[Items from a dataset]
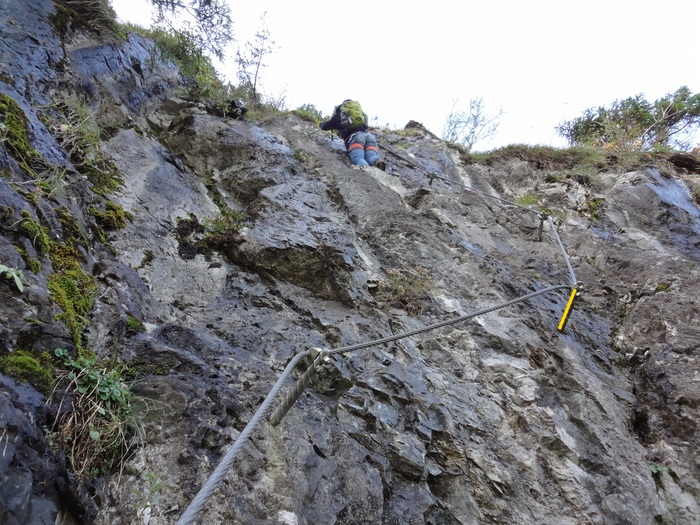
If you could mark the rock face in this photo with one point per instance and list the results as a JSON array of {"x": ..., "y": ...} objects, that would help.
[{"x": 500, "y": 418}]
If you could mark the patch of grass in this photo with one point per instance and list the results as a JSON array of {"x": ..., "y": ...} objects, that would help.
[
  {"x": 407, "y": 290},
  {"x": 222, "y": 230},
  {"x": 73, "y": 125},
  {"x": 309, "y": 113},
  {"x": 527, "y": 199},
  {"x": 594, "y": 206},
  {"x": 98, "y": 421},
  {"x": 23, "y": 365},
  {"x": 97, "y": 16},
  {"x": 37, "y": 234},
  {"x": 113, "y": 218}
]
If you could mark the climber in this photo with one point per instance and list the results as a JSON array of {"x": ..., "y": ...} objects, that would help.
[{"x": 351, "y": 122}]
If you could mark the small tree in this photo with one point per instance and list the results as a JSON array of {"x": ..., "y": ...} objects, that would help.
[
  {"x": 472, "y": 126},
  {"x": 250, "y": 59},
  {"x": 635, "y": 123},
  {"x": 207, "y": 23}
]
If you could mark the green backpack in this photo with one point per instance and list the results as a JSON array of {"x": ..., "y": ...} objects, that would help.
[{"x": 351, "y": 116}]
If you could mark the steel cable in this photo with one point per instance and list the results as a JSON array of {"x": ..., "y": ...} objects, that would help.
[{"x": 224, "y": 465}]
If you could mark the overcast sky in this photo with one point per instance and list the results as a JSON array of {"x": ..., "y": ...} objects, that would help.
[{"x": 540, "y": 62}]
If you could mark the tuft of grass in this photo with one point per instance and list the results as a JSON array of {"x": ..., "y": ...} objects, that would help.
[
  {"x": 527, "y": 199},
  {"x": 97, "y": 16},
  {"x": 222, "y": 230},
  {"x": 407, "y": 290},
  {"x": 99, "y": 421},
  {"x": 309, "y": 113},
  {"x": 73, "y": 124},
  {"x": 14, "y": 275}
]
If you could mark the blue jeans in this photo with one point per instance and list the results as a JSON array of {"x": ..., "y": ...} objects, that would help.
[{"x": 362, "y": 149}]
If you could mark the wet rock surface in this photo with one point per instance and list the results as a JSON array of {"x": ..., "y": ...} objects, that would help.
[{"x": 497, "y": 419}]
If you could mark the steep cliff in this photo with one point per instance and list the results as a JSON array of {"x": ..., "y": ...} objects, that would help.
[{"x": 201, "y": 254}]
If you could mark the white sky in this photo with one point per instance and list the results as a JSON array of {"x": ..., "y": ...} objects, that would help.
[{"x": 541, "y": 62}]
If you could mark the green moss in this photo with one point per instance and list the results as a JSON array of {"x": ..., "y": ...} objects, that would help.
[
  {"x": 33, "y": 264},
  {"x": 13, "y": 126},
  {"x": 71, "y": 229},
  {"x": 148, "y": 257},
  {"x": 133, "y": 325},
  {"x": 72, "y": 289},
  {"x": 36, "y": 233},
  {"x": 22, "y": 365},
  {"x": 113, "y": 218}
]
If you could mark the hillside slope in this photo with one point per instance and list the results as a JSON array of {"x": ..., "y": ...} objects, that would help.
[{"x": 500, "y": 418}]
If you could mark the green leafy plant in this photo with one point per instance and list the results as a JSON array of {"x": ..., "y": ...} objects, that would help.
[
  {"x": 98, "y": 421},
  {"x": 309, "y": 112},
  {"x": 251, "y": 58},
  {"x": 13, "y": 274},
  {"x": 637, "y": 124},
  {"x": 221, "y": 230},
  {"x": 527, "y": 199},
  {"x": 466, "y": 128}
]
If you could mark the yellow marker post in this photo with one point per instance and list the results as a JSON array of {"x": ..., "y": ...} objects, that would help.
[{"x": 567, "y": 310}]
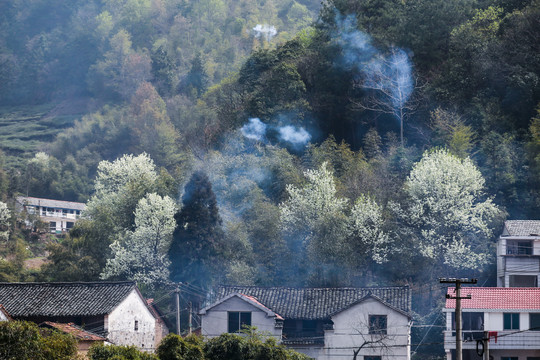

WORK TO BE COMPLETED:
Please pull out every line of the rows above that contains the string "green", copying each line in full. Matching is case-sensitive.

ANSWER BELOW:
If you could mark the green backpack in this photo with one point per instance and list the results as a JSON array of {"x": ..., "y": ...} objects, that would help.
If you could mark the green moss in this photo with one point per instance and list the results as a JSON array of {"x": ..., "y": ...} objects, that would help.
If you could mark the green leafy plant in this photo with one point per instance and list the results as a JSON array of {"x": ..., "y": ...} objects, that would help.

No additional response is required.